[Entries from a point-annotation set]
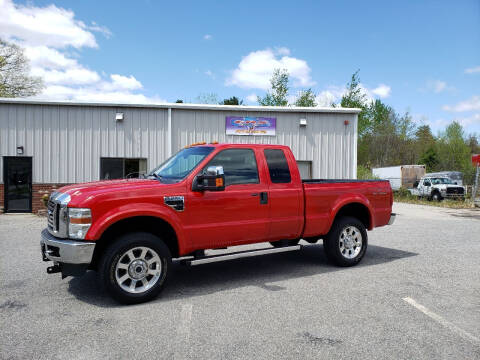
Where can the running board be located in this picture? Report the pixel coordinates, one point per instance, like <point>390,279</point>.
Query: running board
<point>240,254</point>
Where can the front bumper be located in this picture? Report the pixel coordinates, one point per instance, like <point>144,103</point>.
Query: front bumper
<point>65,251</point>
<point>392,218</point>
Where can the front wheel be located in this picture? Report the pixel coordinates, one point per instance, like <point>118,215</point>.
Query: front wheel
<point>346,243</point>
<point>135,267</point>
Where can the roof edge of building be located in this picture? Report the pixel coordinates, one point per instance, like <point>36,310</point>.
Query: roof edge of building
<point>187,106</point>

Objective: Convert the listing above into a Markdown table with the columns Row and Line: one numbered row per line, skipping blank lines. Omit the pictures.

Complete output:
| Row | Line |
|---|---|
| 1 | Where can the running board be located in this picture? Report the pixel coordinates, one point per instance, like <point>390,279</point>. |
| 2 | Query: running board |
| 3 | <point>240,254</point> |
| 4 | Where can the front bumper be located in this picture? Report the pixel coordinates, one point per instance, like <point>144,103</point>. |
| 5 | Query: front bumper |
| 6 | <point>65,251</point> |
| 7 | <point>392,218</point> |
| 8 | Where can the front wheel be located in this picture? Report the pixel coordinates, one point per instance, like <point>118,215</point>. |
| 9 | Query: front wheel |
| 10 | <point>346,243</point> |
| 11 | <point>135,267</point> |
| 12 | Where can the roof edge of building be located in this picture? Report the pixel coordinates, one point per instance, like <point>36,310</point>. |
| 13 | Query: roof edge of building |
| 14 | <point>187,106</point> |